>>>>
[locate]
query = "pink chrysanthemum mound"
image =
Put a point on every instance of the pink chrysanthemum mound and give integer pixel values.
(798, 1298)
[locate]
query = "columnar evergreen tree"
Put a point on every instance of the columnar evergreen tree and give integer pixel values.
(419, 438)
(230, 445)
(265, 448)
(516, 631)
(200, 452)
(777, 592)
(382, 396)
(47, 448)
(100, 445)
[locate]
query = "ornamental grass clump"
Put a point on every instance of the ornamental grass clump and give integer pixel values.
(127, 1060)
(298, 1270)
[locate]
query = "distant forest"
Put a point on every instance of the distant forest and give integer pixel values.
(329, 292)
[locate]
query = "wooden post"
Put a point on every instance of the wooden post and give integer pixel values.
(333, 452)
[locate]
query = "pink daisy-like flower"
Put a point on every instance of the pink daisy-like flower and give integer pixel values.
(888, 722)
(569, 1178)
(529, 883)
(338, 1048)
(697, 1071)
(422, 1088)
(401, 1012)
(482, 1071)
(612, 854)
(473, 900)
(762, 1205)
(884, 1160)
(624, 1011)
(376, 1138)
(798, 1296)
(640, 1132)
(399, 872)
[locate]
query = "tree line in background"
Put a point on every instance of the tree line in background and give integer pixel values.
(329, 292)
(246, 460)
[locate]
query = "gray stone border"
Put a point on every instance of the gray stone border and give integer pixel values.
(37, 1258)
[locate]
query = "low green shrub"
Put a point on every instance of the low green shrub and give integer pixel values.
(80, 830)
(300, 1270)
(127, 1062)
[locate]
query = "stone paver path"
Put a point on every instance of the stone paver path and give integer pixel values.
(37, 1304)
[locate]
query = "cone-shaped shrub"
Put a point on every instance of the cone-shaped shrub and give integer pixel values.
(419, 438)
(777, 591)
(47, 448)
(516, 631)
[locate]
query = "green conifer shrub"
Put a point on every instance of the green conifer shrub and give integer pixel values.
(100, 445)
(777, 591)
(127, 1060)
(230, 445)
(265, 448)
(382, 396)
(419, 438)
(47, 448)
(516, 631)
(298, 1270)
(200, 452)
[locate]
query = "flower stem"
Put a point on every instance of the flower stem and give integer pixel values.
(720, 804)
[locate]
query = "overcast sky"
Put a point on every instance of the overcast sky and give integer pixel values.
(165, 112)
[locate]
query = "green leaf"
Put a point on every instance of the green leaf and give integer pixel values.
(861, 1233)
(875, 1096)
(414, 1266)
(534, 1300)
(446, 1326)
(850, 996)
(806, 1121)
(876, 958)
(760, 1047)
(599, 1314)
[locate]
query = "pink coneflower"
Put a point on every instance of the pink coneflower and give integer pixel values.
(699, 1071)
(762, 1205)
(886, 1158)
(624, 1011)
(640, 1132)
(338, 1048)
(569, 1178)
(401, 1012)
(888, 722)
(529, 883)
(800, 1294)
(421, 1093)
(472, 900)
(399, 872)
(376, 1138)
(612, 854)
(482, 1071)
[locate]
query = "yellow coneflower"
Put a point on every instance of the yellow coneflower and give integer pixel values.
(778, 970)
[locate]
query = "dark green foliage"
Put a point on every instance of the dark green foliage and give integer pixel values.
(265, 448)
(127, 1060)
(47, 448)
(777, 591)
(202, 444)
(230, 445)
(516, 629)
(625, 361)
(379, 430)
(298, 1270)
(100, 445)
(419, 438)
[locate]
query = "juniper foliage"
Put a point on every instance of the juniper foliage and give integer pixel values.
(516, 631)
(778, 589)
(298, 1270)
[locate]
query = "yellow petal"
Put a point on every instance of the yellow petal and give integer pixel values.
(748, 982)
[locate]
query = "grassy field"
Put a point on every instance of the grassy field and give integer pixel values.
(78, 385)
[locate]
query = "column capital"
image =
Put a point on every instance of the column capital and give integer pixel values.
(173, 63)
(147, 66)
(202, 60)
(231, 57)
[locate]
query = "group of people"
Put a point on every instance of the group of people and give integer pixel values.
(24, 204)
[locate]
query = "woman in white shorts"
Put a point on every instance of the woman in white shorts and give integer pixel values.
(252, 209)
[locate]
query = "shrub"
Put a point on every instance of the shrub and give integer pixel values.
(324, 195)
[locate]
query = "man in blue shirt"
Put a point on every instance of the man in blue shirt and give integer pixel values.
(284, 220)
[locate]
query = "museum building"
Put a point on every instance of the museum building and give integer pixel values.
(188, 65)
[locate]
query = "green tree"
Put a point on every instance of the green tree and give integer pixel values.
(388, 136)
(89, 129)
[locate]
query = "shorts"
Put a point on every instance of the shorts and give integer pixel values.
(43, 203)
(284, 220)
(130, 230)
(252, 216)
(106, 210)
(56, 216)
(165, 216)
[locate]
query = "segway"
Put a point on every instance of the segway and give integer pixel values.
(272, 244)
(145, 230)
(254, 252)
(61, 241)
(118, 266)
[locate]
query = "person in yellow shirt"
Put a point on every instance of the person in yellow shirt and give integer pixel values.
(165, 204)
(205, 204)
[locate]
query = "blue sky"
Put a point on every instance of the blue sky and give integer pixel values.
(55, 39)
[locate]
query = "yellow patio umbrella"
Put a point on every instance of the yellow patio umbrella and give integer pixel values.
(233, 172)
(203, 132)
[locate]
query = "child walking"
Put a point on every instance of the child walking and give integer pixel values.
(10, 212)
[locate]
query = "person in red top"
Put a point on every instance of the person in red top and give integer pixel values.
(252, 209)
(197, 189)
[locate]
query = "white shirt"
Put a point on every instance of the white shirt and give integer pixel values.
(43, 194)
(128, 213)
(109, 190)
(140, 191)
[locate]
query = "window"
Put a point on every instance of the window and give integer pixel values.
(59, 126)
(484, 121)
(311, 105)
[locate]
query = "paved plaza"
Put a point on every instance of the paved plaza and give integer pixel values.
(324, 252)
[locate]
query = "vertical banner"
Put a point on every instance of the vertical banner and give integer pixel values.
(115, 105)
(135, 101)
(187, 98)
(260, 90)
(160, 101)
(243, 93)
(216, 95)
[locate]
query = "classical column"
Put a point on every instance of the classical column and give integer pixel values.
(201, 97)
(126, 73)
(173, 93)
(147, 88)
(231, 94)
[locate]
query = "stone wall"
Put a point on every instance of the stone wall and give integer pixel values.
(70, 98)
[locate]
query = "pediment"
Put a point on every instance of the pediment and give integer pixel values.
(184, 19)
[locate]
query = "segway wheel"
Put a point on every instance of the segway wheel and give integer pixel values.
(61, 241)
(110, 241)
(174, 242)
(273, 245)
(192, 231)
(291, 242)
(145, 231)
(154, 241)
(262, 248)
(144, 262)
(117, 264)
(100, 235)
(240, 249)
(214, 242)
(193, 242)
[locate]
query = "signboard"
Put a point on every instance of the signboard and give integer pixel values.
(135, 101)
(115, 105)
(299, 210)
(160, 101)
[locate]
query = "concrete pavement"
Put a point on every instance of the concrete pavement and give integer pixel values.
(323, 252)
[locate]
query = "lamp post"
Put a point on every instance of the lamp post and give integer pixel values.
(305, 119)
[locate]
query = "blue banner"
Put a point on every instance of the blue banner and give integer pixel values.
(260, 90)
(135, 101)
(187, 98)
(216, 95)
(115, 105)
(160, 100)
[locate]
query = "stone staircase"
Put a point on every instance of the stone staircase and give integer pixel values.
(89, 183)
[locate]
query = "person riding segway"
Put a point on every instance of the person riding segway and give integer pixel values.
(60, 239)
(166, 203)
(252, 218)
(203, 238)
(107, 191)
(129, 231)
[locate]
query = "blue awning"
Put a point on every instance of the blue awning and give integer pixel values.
<<<<
What you will do — Write out all of the lines above word for word, with nothing changed.

Answer for this exercise —
[locate]
query = "pink chrysanthemum mound"
image =
Put a point on every instance of the pink chrysanthemum mound and give integer pixel values.
(798, 1298)
[locate]
query = "columnar evergreen tree"
Put a point on every instance of the columnar evergreen tree and give integer pixel values.
(419, 438)
(230, 445)
(265, 448)
(516, 631)
(200, 452)
(777, 592)
(382, 396)
(47, 448)
(100, 445)
[locate]
query = "ornamental grass clump"
Put a point on every instance of the ornamental grass clump and give integer pixel values.
(127, 1060)
(298, 1270)
[locate]
query = "distant forest"
Put a point on every instance of the distant forest and give integer pixel values.
(329, 292)
[locate]
query = "wooden post"
Put a point on every instance of the wooden post and give integer pixel values.
(333, 452)
[locate]
query = "pink daisy-like flower"
Put a point on every instance of the pink daisy-like flower and give integer pixel values.
(888, 722)
(569, 1178)
(529, 883)
(338, 1048)
(697, 1071)
(422, 1088)
(401, 1012)
(482, 1071)
(612, 854)
(473, 900)
(762, 1205)
(884, 1160)
(624, 1011)
(376, 1138)
(798, 1296)
(640, 1132)
(399, 872)
[locate]
query = "tree line in background"
Put a point on every instance of the tree line in background and give integer pixel values.
(329, 292)
(246, 460)
[locate]
query = "gray stone border"
Put a point on every instance of the gray stone border and give integer pixel values.
(37, 1258)
[locate]
query = "low green shrub"
Put a point on every instance of the low green shrub and give integer pixel values.
(80, 830)
(300, 1270)
(127, 1062)
[locate]
query = "stone paver path"
Put a point on every instance of the stone paver path and give integer pixel values.
(37, 1304)
[locate]
query = "cone-shaped shrub"
Put a point on every instance of the cone-shaped shrub and give integer pixel values.
(419, 438)
(777, 591)
(47, 448)
(516, 631)
[locate]
query = "green conifer shrub"
Put a point on every instance of the green conifer shrub and give integer pixel values.
(100, 445)
(777, 591)
(127, 1060)
(230, 445)
(265, 448)
(382, 396)
(419, 438)
(47, 448)
(516, 631)
(298, 1270)
(200, 452)
[locate]
query = "flower stem"
Put a point on every instance of the flower stem and give integer pixel values.
(720, 804)
[locate]
query = "overcast sky"
Put a point on every instance of the overcast sky and give integer pixel values.
(165, 112)
[locate]
query = "green leaf"
Put a point on every instance of the green leaf and give integer pixel values.
(861, 1233)
(875, 1096)
(414, 1266)
(534, 1300)
(446, 1326)
(850, 996)
(806, 1121)
(876, 958)
(760, 1047)
(599, 1314)
[locate]
query = "pink coneflower"
Put a point on every instance of the pink coneflower and give integer pixel values.
(699, 1071)
(762, 1205)
(886, 1158)
(624, 1011)
(640, 1132)
(338, 1048)
(569, 1178)
(401, 1012)
(888, 722)
(529, 883)
(800, 1294)
(421, 1093)
(472, 900)
(399, 872)
(376, 1138)
(612, 854)
(482, 1071)
[locate]
query = "yellow coneflower"
Put a point on every instance of the yellow coneflower and give integer pixel values.
(778, 970)
[locate]
query = "dark green foliage"
Put a point on every instance of the dark green foliage and give integer pixel values.
(265, 448)
(127, 1060)
(47, 448)
(777, 591)
(202, 444)
(230, 445)
(516, 629)
(625, 361)
(379, 430)
(298, 1270)
(100, 445)
(419, 438)
[locate]
query = "juniper foliage"
Put a point on every instance of the juniper foliage and give integer pixel values.
(516, 631)
(778, 589)
(298, 1270)
[locate]
query = "yellow petal"
Put a point on every instance of the yellow petal and give integer pixel values.
(748, 982)
[locate]
query = "grassy field"
Put a point on every instance of the grassy field and give integer pixel values.
(78, 385)
[locate]
query = "column capital"
image =
Put a point on every instance of the column capital and give integer pixel values.
(173, 63)
(147, 66)
(202, 60)
(231, 57)
[locate]
query = "group of people"
Put a point on every instance of the group of people and give integer pixel values.
(24, 204)
[locate]
query = "woman in white shorts"
Put a point on every instance of the woman in white shorts and give integer pixel values.
(252, 209)
[locate]
query = "shrub"
Put a point on every instance of the shrub and give integer pixel values.
(324, 195)
[locate]
query = "man in blue shirt"
Put a point on every instance of the man in blue shirt and give integer pixel values.
(284, 220)
[locate]
query = "museum building"
Put a point on every instance of the museum building and give integer pixel values.
(188, 65)
[locate]
query = "green tree"
Put a point on every instance of the green tree and give integer pixel values.
(388, 136)
(89, 129)
[locate]
query = "shorts"
Put a point on every instance of the shorts and give integer pixel values.
(43, 203)
(284, 220)
(130, 230)
(252, 216)
(106, 210)
(56, 216)
(165, 216)
[locate]
query = "segway"
Put a point on every instance of the segway and give integer pixel values.
(272, 244)
(145, 230)
(254, 252)
(61, 241)
(118, 266)
[locate]
query = "person in yellow shirt"
Put a point on every instance of the person in yellow shirt and give integer pixel values.
(165, 204)
(205, 204)
[locate]
query = "blue sky"
Put a point on every instance of the blue sky and give integer pixel values.
(55, 39)
[locate]
query = "yellow patio umbrella"
Put a point on every instance of the yellow patio umbrella and give integer pixel values.
(233, 172)
(203, 132)
[locate]
query = "child walking"
Put a point on every instance of the child walking and give integer pixel values.
(10, 212)
[locate]
query = "person in red top"
Put a point on every instance of the person in red top and give integer pixel values.
(252, 209)
(197, 189)
[locate]
query = "white shirt"
Put a point on every instance of the white shirt and give integer pixel values.
(43, 194)
(128, 213)
(109, 190)
(140, 191)
[locate]
query = "window"
Put a point on every instance of the window and give integer pixel values.
(59, 126)
(484, 121)
(311, 105)
[locate]
query = "paved plaza"
Put a point on every instance of the paved plaza and give integer pixel values.
(324, 252)
[locate]
query = "vertical banner"
Put a point on every instance of the vertical banner and give integer pixel values.
(115, 105)
(135, 101)
(187, 98)
(260, 90)
(160, 101)
(243, 93)
(216, 95)
[locate]
query = "classical column"
Put a point on every instance of the classical column and give integer pixel values.
(201, 97)
(126, 73)
(173, 93)
(147, 88)
(231, 94)
[locate]
query = "stone wall"
Put a point on every instance of the stone wall and give integer pixel values.
(70, 98)
[locate]
query = "pediment"
Put a point on every instance of the pediment and give integer pixel values.
(184, 19)
[locate]
query = "segway wheel"
Put a point on every instance of the segway wheel and give integer pixel values.
(61, 241)
(110, 241)
(174, 242)
(273, 245)
(192, 231)
(291, 242)
(145, 231)
(154, 241)
(262, 248)
(144, 262)
(117, 264)
(100, 235)
(240, 249)
(214, 242)
(193, 242)
[locate]
query = "signboard"
Put a point on every instance of the signboard and give integer pixel values.
(135, 101)
(115, 105)
(299, 210)
(160, 101)
[locate]
query = "concrete pavement"
Put a point on every instance of the concrete pavement and give integer pixel values.
(323, 252)
[locate]
query = "lamp post"
Put a point on every instance of the lamp post and give integer pixel values.
(305, 119)
[locate]
query = "blue banner"
Put a point on every instance of the blue banner and give integer pixel values.
(260, 90)
(135, 101)
(187, 98)
(216, 95)
(115, 105)
(160, 100)
[locate]
query = "stone staircase"
Put a point on every instance of the stone staircase and give integer pixel values.
(89, 183)
[locate]
query = "person riding segway"
Put a point on every instance of the person riding segway and give integer pixel values.
(60, 239)
(166, 203)
(252, 218)
(203, 238)
(107, 191)
(129, 231)
[locate]
query = "blue awning"
Put a point on every instance of the blue awning and give integer pixel values.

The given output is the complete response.